Walter K. Olson is a senior fellow at the Manhattan Institute for Policy Research and author and commentator on American law and regulation. His books include The Litigation Explosion (Penguin Books, 1991), The Excuse Factory (Free Press, 1997), and The Rule of Lawyers (Truman Talley Books/St. Martin's, 2003). Over the past year, he has extensively criticized the Consumer Product Safety Improvement Act of 2008 on his website OverLawyered.com, which is widely cited as the oldest blog on law. Before joining the Manhattan Institute in 1985, Mr. Olson spent four years at AEI with the magazine Regulation, where he worked with the magazine's editors Antonin Scalia and the late Anne Brunsdale.
Carol L. Tucker Foreman, Distinguished Fellow in Food Policy at the Consumer Federation of America, has had a major influence on food policy in the United States over the past thirty years and has advised several presidential administrations. As assistant secretary of agriculture for food and consumer services during the Carter administration, she was responsible for the United States Department of Agriculture's food assistance and food safety programs, led the successful campaign to pass food stamp reform legislation, and was responsible for publishing the first Dietary Guidelines for Americans. Ms. Tucker Foreman's other accomplishments include founding the Safe Food Coalition, persuading Congress to approve a new program that encourages creation of new locally-based meat processing companies, and supporting efforts to adopt the Hazard Analysis and Critical Control Points meat and poultry inspection system. She has also served on the U.S. Agricultural Policy Advisory Committee for Trade and been appointed to the President's Commission on White House Fellowships and the U.S.-EU Consultative Forum on Agricultural Biotechnology. President Carter nominated her as a director of the National Consumer Cooperative Bank and of the Commodity Credit Corporation. From 1982 to 1999, Tucker Foreman was president of the public policy consulting firm Foreman Heidepriem & Mager, Inc.

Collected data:

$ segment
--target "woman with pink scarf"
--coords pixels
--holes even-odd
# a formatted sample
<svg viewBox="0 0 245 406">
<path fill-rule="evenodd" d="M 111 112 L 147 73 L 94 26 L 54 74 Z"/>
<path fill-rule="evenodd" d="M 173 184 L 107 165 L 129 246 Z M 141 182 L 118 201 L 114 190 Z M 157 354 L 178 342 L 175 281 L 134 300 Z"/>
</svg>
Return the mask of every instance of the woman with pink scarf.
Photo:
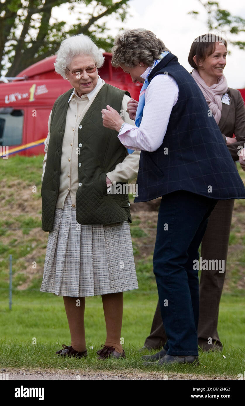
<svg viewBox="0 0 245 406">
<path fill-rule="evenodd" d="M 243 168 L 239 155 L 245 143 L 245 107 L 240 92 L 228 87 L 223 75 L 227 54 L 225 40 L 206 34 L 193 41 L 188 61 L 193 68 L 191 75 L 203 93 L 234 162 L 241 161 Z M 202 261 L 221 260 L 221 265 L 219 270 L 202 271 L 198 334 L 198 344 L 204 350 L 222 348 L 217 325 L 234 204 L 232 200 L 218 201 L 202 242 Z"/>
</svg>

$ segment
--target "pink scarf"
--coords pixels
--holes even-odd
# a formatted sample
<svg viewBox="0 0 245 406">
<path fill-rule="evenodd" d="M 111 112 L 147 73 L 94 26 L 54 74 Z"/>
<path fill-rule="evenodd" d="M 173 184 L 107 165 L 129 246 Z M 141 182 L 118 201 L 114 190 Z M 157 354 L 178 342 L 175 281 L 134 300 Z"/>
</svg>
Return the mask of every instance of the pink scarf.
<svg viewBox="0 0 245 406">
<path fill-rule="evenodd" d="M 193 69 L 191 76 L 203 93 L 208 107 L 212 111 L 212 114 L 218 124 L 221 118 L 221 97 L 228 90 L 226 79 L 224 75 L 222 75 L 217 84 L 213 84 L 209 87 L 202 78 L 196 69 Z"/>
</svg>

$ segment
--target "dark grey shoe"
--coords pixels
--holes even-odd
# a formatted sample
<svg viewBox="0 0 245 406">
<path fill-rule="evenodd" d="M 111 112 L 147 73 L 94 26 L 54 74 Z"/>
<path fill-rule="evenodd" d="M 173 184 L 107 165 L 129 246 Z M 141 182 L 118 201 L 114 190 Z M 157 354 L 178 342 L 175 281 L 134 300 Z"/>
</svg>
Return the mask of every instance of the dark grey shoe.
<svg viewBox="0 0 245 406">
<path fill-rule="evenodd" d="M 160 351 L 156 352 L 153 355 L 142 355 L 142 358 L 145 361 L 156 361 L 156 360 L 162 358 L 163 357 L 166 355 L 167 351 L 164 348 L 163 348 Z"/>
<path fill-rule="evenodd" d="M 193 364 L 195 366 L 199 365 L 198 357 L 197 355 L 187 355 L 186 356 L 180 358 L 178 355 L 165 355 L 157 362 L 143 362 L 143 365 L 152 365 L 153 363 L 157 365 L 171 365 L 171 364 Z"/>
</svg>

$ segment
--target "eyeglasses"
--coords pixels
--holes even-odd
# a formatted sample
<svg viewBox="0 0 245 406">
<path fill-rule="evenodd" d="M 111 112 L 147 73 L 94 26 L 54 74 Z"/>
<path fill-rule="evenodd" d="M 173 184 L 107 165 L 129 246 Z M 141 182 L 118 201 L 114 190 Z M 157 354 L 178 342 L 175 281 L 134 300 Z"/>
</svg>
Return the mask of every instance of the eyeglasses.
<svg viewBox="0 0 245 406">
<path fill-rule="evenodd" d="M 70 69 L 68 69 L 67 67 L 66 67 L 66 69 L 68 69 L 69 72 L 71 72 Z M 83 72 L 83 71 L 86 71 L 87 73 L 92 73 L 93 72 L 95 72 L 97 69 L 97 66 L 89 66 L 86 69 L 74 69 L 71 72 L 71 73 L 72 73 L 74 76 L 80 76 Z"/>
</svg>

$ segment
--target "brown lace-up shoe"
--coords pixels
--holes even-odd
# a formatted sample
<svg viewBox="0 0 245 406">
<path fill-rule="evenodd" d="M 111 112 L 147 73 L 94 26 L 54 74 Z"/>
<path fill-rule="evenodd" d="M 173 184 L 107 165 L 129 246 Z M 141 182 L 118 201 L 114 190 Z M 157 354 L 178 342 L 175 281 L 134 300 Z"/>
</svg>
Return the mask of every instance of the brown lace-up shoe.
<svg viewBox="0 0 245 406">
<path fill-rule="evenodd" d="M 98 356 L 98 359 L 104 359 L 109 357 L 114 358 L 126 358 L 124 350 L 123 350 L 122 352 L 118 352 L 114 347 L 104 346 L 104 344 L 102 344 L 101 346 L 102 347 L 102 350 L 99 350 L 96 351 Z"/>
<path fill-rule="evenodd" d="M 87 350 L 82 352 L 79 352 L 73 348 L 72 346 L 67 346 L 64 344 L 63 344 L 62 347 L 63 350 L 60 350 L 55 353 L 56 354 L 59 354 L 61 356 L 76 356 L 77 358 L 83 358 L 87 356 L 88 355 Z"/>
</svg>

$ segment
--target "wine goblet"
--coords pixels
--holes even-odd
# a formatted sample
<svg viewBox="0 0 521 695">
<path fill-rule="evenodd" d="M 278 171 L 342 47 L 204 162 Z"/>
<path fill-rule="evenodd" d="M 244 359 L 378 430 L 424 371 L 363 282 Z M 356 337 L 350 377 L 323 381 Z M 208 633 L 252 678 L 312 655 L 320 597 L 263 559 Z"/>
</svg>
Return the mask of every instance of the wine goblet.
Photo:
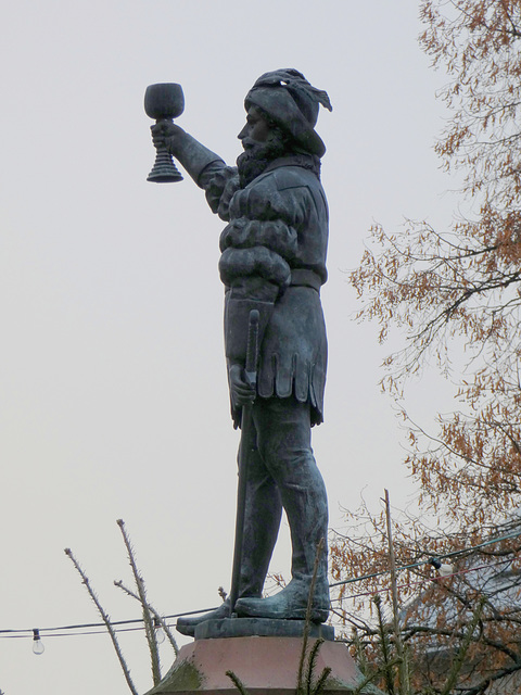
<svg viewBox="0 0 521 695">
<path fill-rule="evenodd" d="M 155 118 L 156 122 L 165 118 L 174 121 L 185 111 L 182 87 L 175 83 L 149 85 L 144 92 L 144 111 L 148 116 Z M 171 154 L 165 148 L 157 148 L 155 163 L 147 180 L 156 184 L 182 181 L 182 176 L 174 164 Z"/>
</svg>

§ Tasks for this exercise:
(1) Answer each question from the biographies above.
(a) In what year did Walter K. Olson join the Manhattan Institute?
(b) With which magazine did Olson work during his four years at AEI?
(c) Which coalition did Carol L. Tucker Foreman found?
(2) Translate this sentence from the biographies into Spanish: "President Carter nominated her as a director of the National Consumer Cooperative Bank and of the Commodity Credit Corporation."
(3) From the biographies, reproduce the passage that begins at the words "Walter K. Olson" and stops after "late Anne Brunsdale.".

§ Exercise results:
(1)
(a) 1985
(b) Regulation
(c) The Safe Food Coalition

(2) El presidente Carter la propuso como directora del National Consumer Cooperative Bank y de la Commodity Credit Corporation.

(3)
Walter K. Olson is a senior fellow at the Manhattan Institute for Policy Research and author and commentator on American law and regulation. His books include The Litigation Explosion (Penguin Books, 1991), The Excuse Factory (Free Press, 1997), and The Rule of Lawyers (Truman Talley Books/St. Martin's, 2003). Over the past year, he has extensively criticized the Consumer Product Safety Improvement Act of 2008 on his website OverLawyered.com, which is widely cited as the oldest blog on law. Before joining the Manhattan Institute in 1985, Mr. Olson spent four years at AEI with the magazine Regulation, where he worked with the magazine's editors Antonin Scalia and the late Anne Brunsdale.